**What you will do**
A faithful copy of the whole listing is required, with nothing left out.

**Records to use**
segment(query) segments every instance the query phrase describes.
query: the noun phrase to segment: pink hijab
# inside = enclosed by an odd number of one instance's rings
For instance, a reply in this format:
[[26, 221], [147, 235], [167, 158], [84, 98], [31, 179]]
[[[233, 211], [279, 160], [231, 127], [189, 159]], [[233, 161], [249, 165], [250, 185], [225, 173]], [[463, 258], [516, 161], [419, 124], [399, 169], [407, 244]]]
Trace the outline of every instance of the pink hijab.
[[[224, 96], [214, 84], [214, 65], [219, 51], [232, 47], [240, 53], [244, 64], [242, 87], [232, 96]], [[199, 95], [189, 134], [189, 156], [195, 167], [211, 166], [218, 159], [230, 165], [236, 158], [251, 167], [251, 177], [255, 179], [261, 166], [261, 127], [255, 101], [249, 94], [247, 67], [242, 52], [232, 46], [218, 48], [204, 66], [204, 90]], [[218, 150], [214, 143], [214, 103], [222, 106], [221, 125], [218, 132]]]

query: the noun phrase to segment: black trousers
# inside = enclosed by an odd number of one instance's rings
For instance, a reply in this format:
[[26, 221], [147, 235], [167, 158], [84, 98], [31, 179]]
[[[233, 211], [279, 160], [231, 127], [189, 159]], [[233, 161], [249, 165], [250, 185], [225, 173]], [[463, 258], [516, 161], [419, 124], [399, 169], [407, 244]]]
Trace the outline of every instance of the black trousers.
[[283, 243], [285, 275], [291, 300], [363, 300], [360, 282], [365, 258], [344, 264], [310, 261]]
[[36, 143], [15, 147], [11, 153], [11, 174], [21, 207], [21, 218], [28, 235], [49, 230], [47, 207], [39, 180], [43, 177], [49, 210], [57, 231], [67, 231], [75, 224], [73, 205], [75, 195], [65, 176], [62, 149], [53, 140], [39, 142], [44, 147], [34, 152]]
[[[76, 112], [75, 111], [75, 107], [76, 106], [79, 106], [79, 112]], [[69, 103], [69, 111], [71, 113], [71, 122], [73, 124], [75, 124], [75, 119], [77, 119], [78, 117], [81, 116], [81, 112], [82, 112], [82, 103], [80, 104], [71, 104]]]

**Solution**
segment(query) segments every instance the query phrase describes.
query: the noun phrase to segment: pink hijab
# inside = enclosed by an odd number of one instance's rings
For instance, a reply in this format:
[[26, 221], [147, 235], [167, 158], [84, 98], [31, 179]]
[[[233, 211], [279, 160], [231, 127], [189, 159]], [[233, 161], [249, 165], [250, 185], [225, 173]], [[463, 258], [516, 161], [419, 124], [399, 169], [407, 244]]]
Trace the outline of every instance of the pink hijab.
[[[224, 96], [214, 84], [214, 65], [219, 51], [232, 47], [240, 53], [244, 64], [242, 87], [232, 96]], [[199, 95], [189, 134], [189, 156], [195, 167], [211, 166], [218, 159], [230, 165], [236, 158], [251, 167], [251, 177], [255, 179], [261, 166], [261, 127], [255, 101], [249, 94], [247, 67], [242, 52], [232, 46], [218, 48], [204, 66], [204, 90]], [[218, 150], [214, 143], [214, 103], [222, 106], [221, 125], [218, 132]]]

query: the noun phrase to segment: black trousers
# inside = enclosed by an odd number of one instance's rings
For instance, a reply in this format:
[[26, 221], [147, 235], [167, 158], [84, 98], [31, 179]]
[[[233, 211], [279, 160], [231, 127], [189, 159]], [[233, 161], [249, 165], [250, 185], [225, 173]], [[463, 258], [516, 161], [419, 124], [399, 169], [407, 244]]]
Trace the outline of every instance of the black trousers.
[[283, 243], [285, 275], [291, 300], [363, 300], [360, 282], [365, 258], [344, 264], [310, 261]]
[[36, 143], [15, 147], [11, 153], [11, 174], [21, 207], [21, 218], [28, 235], [49, 230], [47, 207], [39, 180], [43, 177], [49, 210], [57, 231], [67, 231], [75, 224], [73, 205], [75, 195], [65, 176], [62, 149], [53, 140], [39, 142], [44, 147], [34, 152]]
[[[76, 112], [75, 111], [75, 107], [76, 106], [79, 106], [79, 112]], [[69, 103], [69, 111], [71, 113], [71, 122], [73, 124], [75, 124], [75, 119], [77, 119], [78, 117], [81, 116], [81, 112], [82, 112], [82, 103], [80, 104], [71, 104]]]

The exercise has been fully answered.